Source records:
◆ ◆ ◆

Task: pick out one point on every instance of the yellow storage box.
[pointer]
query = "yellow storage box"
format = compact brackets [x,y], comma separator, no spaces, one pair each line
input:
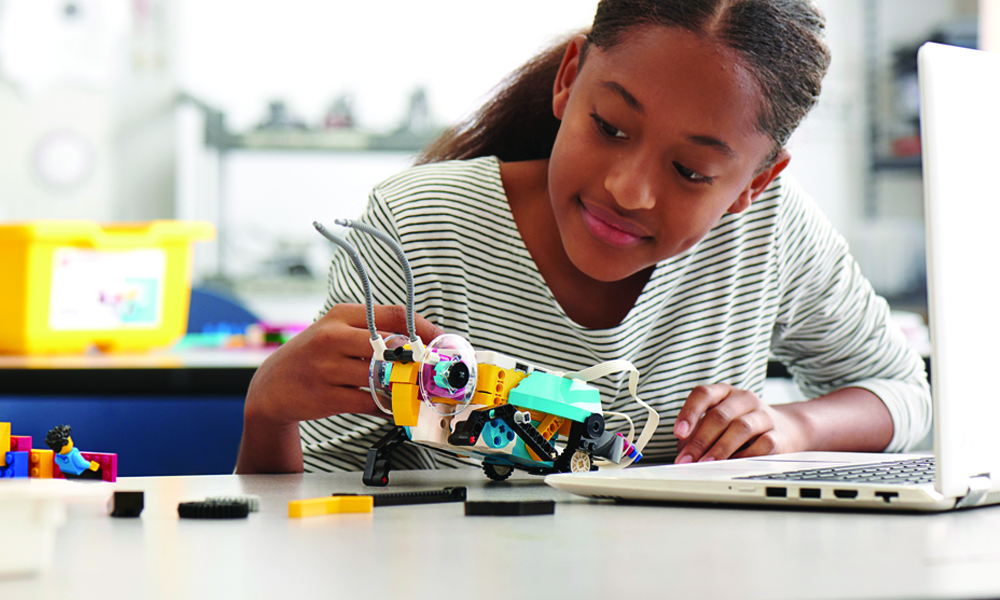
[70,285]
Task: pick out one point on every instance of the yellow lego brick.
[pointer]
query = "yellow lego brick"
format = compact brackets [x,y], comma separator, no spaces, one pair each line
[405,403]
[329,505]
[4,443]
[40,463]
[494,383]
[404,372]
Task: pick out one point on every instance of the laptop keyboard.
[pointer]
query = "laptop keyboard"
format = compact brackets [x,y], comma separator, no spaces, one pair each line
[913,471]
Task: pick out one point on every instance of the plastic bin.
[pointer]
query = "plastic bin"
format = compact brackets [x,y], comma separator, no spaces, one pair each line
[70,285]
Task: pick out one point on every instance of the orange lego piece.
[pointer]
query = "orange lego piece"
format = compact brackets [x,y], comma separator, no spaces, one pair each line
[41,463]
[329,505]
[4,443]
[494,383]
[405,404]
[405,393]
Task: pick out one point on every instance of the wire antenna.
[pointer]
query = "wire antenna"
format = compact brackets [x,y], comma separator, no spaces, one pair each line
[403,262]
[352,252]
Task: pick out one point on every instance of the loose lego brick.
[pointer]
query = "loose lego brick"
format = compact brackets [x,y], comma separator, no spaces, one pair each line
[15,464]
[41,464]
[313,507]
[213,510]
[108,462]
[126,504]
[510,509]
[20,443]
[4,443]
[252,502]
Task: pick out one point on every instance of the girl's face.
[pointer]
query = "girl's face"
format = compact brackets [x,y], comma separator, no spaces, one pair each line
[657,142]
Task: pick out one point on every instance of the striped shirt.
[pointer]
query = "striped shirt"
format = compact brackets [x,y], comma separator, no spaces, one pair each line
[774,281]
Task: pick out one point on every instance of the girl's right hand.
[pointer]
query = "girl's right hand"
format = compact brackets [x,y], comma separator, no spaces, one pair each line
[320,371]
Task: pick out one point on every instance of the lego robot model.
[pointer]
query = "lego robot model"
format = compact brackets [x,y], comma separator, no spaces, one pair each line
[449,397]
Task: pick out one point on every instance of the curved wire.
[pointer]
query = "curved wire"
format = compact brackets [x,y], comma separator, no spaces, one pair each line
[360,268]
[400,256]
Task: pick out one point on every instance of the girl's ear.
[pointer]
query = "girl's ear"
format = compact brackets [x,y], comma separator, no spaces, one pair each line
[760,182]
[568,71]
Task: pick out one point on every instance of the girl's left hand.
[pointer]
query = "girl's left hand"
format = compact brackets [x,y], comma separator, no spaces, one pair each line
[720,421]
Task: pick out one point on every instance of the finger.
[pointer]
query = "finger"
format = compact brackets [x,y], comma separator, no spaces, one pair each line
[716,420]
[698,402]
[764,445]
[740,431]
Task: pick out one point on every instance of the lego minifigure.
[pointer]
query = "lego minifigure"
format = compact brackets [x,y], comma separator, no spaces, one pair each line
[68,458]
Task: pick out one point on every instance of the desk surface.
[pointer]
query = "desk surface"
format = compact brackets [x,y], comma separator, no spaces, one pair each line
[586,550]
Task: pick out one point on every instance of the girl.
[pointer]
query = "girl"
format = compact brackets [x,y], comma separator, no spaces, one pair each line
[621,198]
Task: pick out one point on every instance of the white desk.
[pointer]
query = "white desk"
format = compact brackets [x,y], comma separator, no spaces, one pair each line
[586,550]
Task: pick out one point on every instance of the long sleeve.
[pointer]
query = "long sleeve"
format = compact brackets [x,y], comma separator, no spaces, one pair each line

◆ ◆ ◆

Show the lines above with "left".

Written response:
Task: pick out one point on every instance of the girl's left hand.
query = "girl's left hand"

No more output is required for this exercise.